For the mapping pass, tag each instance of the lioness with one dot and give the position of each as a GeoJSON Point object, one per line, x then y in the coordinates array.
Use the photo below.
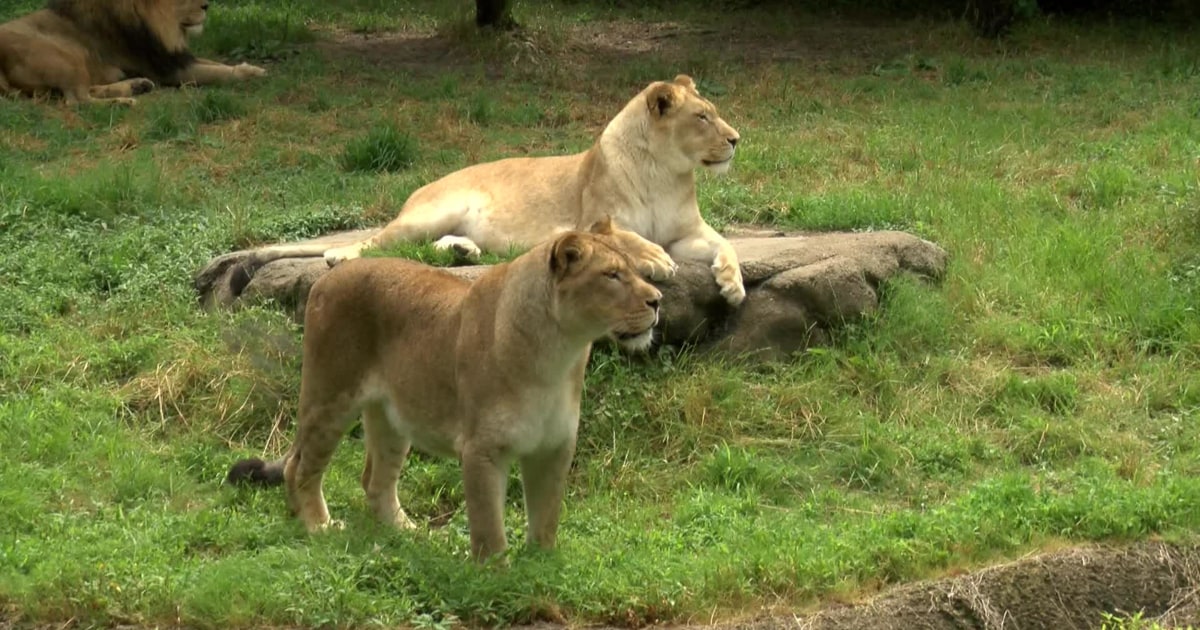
{"type": "Point", "coordinates": [489, 372]}
{"type": "Point", "coordinates": [640, 172]}
{"type": "Point", "coordinates": [108, 49]}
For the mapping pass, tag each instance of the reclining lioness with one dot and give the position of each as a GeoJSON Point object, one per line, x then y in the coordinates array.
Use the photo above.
{"type": "Point", "coordinates": [487, 372]}
{"type": "Point", "coordinates": [640, 172]}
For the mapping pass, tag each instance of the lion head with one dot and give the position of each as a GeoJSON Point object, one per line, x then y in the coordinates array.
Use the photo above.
{"type": "Point", "coordinates": [191, 15]}
{"type": "Point", "coordinates": [598, 291]}
{"type": "Point", "coordinates": [689, 126]}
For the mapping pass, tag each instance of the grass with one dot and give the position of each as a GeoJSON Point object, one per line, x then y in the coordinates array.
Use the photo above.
{"type": "Point", "coordinates": [1045, 393]}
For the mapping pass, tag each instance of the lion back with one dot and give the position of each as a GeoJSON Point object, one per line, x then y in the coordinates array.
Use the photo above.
{"type": "Point", "coordinates": [143, 37]}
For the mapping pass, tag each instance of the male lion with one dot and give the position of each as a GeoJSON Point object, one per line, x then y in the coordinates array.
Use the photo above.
{"type": "Point", "coordinates": [640, 172]}
{"type": "Point", "coordinates": [108, 49]}
{"type": "Point", "coordinates": [489, 372]}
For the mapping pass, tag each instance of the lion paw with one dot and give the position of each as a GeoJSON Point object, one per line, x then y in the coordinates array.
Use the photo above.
{"type": "Point", "coordinates": [729, 279]}
{"type": "Point", "coordinates": [246, 71]}
{"type": "Point", "coordinates": [141, 85]}
{"type": "Point", "coordinates": [340, 255]}
{"type": "Point", "coordinates": [331, 525]}
{"type": "Point", "coordinates": [462, 246]}
{"type": "Point", "coordinates": [403, 522]}
{"type": "Point", "coordinates": [657, 264]}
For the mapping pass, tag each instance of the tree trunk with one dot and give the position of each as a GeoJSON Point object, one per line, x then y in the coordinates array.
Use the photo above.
{"type": "Point", "coordinates": [495, 13]}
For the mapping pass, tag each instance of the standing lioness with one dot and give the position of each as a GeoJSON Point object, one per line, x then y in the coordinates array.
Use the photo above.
{"type": "Point", "coordinates": [487, 372]}
{"type": "Point", "coordinates": [640, 172]}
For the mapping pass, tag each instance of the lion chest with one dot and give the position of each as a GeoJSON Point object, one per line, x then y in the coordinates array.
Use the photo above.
{"type": "Point", "coordinates": [538, 419]}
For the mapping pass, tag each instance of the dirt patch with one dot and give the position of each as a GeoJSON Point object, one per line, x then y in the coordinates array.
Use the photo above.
{"type": "Point", "coordinates": [825, 43]}
{"type": "Point", "coordinates": [1062, 589]}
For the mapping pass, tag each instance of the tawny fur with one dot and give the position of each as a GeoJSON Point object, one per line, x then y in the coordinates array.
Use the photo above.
{"type": "Point", "coordinates": [641, 172]}
{"type": "Point", "coordinates": [487, 372]}
{"type": "Point", "coordinates": [88, 51]}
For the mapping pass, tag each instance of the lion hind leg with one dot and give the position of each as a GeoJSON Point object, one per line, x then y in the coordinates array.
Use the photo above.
{"type": "Point", "coordinates": [121, 89]}
{"type": "Point", "coordinates": [387, 450]}
{"type": "Point", "coordinates": [414, 223]}
{"type": "Point", "coordinates": [461, 246]}
{"type": "Point", "coordinates": [318, 432]}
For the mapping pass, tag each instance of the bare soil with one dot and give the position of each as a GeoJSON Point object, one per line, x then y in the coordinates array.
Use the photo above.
{"type": "Point", "coordinates": [1065, 589]}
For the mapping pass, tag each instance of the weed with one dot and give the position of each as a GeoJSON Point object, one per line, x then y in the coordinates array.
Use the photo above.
{"type": "Point", "coordinates": [1044, 390]}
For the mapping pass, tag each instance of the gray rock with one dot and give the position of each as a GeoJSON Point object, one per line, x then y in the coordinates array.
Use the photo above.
{"type": "Point", "coordinates": [798, 288]}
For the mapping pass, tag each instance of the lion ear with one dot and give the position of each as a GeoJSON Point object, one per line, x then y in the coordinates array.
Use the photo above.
{"type": "Point", "coordinates": [685, 82]}
{"type": "Point", "coordinates": [661, 97]}
{"type": "Point", "coordinates": [603, 227]}
{"type": "Point", "coordinates": [567, 251]}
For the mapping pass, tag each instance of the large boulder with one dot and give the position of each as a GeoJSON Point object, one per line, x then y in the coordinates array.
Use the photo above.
{"type": "Point", "coordinates": [798, 287]}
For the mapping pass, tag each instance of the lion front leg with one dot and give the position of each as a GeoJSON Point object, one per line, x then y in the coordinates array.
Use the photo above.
{"type": "Point", "coordinates": [485, 478]}
{"type": "Point", "coordinates": [713, 249]}
{"type": "Point", "coordinates": [387, 451]}
{"type": "Point", "coordinates": [651, 258]}
{"type": "Point", "coordinates": [207, 72]}
{"type": "Point", "coordinates": [121, 89]}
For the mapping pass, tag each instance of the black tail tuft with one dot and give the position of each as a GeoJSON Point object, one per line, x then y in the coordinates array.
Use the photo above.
{"type": "Point", "coordinates": [255, 471]}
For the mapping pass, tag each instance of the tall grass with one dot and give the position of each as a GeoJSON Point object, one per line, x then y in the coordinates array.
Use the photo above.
{"type": "Point", "coordinates": [1044, 393]}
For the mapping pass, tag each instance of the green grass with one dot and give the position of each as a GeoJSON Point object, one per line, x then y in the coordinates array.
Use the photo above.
{"type": "Point", "coordinates": [1045, 393]}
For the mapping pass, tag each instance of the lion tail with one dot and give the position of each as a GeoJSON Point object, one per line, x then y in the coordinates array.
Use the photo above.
{"type": "Point", "coordinates": [255, 472]}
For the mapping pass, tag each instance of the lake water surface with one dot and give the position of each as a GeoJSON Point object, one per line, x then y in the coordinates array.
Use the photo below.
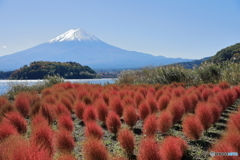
{"type": "Point", "coordinates": [5, 84]}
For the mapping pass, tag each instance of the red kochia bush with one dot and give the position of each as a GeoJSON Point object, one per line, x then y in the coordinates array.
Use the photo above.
{"type": "Point", "coordinates": [67, 103]}
{"type": "Point", "coordinates": [144, 110]}
{"type": "Point", "coordinates": [230, 96]}
{"type": "Point", "coordinates": [42, 137]}
{"type": "Point", "coordinates": [234, 123]}
{"type": "Point", "coordinates": [116, 106]}
{"type": "Point", "coordinates": [5, 108]}
{"type": "Point", "coordinates": [126, 139]}
{"type": "Point", "coordinates": [22, 104]}
{"type": "Point", "coordinates": [187, 103]}
{"type": "Point", "coordinates": [150, 125]}
{"type": "Point", "coordinates": [192, 127]}
{"type": "Point", "coordinates": [93, 130]}
{"type": "Point", "coordinates": [162, 102]}
{"type": "Point", "coordinates": [224, 85]}
{"type": "Point", "coordinates": [38, 120]}
{"type": "Point", "coordinates": [222, 146]}
{"type": "Point", "coordinates": [94, 149]}
{"type": "Point", "coordinates": [152, 103]}
{"type": "Point", "coordinates": [3, 100]}
{"type": "Point", "coordinates": [148, 150]}
{"type": "Point", "coordinates": [204, 114]}
{"type": "Point", "coordinates": [206, 93]}
{"type": "Point", "coordinates": [177, 110]}
{"type": "Point", "coordinates": [165, 121]}
{"type": "Point", "coordinates": [172, 148]}
{"type": "Point", "coordinates": [138, 98]}
{"type": "Point", "coordinates": [47, 112]}
{"type": "Point", "coordinates": [233, 139]}
{"type": "Point", "coordinates": [113, 122]}
{"type": "Point", "coordinates": [214, 107]}
{"type": "Point", "coordinates": [65, 122]}
{"type": "Point", "coordinates": [102, 110]}
{"type": "Point", "coordinates": [16, 148]}
{"type": "Point", "coordinates": [79, 109]}
{"type": "Point", "coordinates": [15, 119]}
{"type": "Point", "coordinates": [89, 114]}
{"type": "Point", "coordinates": [130, 116]}
{"type": "Point", "coordinates": [6, 130]}
{"type": "Point", "coordinates": [65, 142]}
{"type": "Point", "coordinates": [67, 157]}
{"type": "Point", "coordinates": [60, 109]}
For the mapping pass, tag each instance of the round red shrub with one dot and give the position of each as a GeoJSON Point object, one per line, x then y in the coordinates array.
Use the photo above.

- _WHAT TO PRODUCE_
Reproduce the entries above exactly, but only the lines between the line holding "For the mapping pass, tag each instance of the lion back" and the line holding "For the mapping pass, tag each instance of the tree", inclusive.

- _TASK RESPONSE_
For the mapping pass, tag each instance of the lion back with one dot and give the position of each as a GeoJSON Point object, one per line, x then y in the coordinates array.
Use the photo above.
{"type": "Point", "coordinates": [143, 37]}
For the mapping pass, tag each instance of the male lion with one dot and give the position of each as a GeoJSON Point object, one per line, x then y in the coordinates array.
Use the photo above.
{"type": "Point", "coordinates": [640, 172]}
{"type": "Point", "coordinates": [108, 49]}
{"type": "Point", "coordinates": [489, 372]}
For the mapping pass, tag each instance of the lion paw with one dot and give the position of each as a GeoJSON Point object, one per line, x then y in the coordinates array.
Use the photo above.
{"type": "Point", "coordinates": [729, 279]}
{"type": "Point", "coordinates": [246, 71]}
{"type": "Point", "coordinates": [141, 85]}
{"type": "Point", "coordinates": [340, 255]}
{"type": "Point", "coordinates": [331, 525]}
{"type": "Point", "coordinates": [462, 246]}
{"type": "Point", "coordinates": [403, 522]}
{"type": "Point", "coordinates": [657, 264]}
For the mapping pass, tag each instance of the tree trunk with one dot and give the position of each as a GeoJSON Point object, one per line, x then y in the coordinates array.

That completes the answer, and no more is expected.